= Exercise objective =
Every entry, from the first line to the last, should be output exactly.

Data for this exercise Start Marker

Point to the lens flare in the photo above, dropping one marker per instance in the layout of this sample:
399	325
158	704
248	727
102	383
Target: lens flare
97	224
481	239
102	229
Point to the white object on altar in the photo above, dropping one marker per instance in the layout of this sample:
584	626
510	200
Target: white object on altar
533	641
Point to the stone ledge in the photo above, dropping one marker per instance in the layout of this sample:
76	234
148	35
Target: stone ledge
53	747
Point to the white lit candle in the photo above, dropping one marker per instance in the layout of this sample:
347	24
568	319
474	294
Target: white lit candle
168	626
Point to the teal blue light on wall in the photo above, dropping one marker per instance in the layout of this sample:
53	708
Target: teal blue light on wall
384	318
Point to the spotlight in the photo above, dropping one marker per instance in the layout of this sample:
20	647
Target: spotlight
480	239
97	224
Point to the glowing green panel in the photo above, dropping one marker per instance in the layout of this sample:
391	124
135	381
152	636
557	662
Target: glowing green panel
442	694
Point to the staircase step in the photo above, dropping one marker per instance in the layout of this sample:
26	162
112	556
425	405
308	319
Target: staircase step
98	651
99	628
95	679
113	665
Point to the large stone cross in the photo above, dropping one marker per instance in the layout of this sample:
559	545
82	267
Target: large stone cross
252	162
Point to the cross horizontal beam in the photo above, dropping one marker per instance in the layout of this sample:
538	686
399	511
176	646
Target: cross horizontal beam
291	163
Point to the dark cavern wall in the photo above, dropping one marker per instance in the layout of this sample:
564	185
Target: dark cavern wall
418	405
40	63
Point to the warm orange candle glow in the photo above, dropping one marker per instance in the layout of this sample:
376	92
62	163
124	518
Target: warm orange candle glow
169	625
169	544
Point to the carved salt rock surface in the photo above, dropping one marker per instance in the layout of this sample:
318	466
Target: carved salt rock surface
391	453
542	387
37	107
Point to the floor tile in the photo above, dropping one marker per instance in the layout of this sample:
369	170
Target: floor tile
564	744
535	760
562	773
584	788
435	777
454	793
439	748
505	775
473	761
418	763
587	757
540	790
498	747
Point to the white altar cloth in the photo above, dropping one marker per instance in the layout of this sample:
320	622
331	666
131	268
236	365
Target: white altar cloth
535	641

Data for this exercise End Marker

= Written reply =
Point to the lens flare in the photo above, dropping one marker per instance in the layout of this sample:
399	325
158	704
248	727
102	383
Target: lens flare
97	224
481	239
102	229
Point to the white object on altar in the photo above, dropping one marker per instance in the layout of this sample:
584	626
510	200
Target: white object on altar
533	641
Point to the stone ledge in the photo above, dropping one marker per instance in the layout of this sample:
76	234
148	35
Target: stone ledge
53	747
Point to the white lit candle in the photo above, dropping one marker per instance in the layout of this sample:
347	24
568	319
474	294
Target: white lit candle
168	626
Point to the teal blue light on wall in the photo above, dropping one marker per instance in the layout of this sample:
53	708
Target: teal blue light on wall
384	318
Point to the spotlight in the photo above, dropping one marker per instance in the layout of this sample:
20	647
Target: spotlight
480	239
97	224
Point to the glowing green panel in the photo above, dropping one marker per instance in the layout of this sample:
391	124
135	381
152	636
557	662
Target: glowing green panel
442	694
Point to the staircase step in the photo above, dropping one marker per instance in the layout of this sample:
26	162
112	556
425	405
308	319
Target: staircase step
98	651
99	628
95	679
113	665
Point to the large stone cross in the photo above, dropping one marker per instance in the layout of this sample:
559	545
82	267
Target: large stone cross
252	162
Point to the cross horizontal beam in the photo above, dropping one marker per instance in the layout of this sample:
538	686
399	511
176	646
Target: cross horizontal beam
291	163
Point to the dark cavern wall in the photo above, dropping one marker per instance in the layout of this sample:
564	185
Target: dark cavern wall
418	405
40	63
Point to the warm orange candle glow in the photo above, dropping one marker per instance in the layout of this sample:
376	92
62	163
124	518
Target: warm orange candle glow
169	625
169	544
Point to the carved salt rock surface in the photo above, dropping one marker per instance in the layout of this sample:
318	466
Target: carved salt rock surface
391	453
542	387
37	107
Point to the floor tile in the photo above, dropping one marker per instance in the layout of this sample:
369	170
Target: floor tile
564	744
535	760
562	773
584	788
435	777
454	793
439	748
505	775
473	761
418	763
587	757
540	790
498	747
Point to the white altar cloth in the photo above, dropping one marker per instance in the layout of this sample:
320	622
331	666
131	268
236	365
Target: white altar cloth
535	641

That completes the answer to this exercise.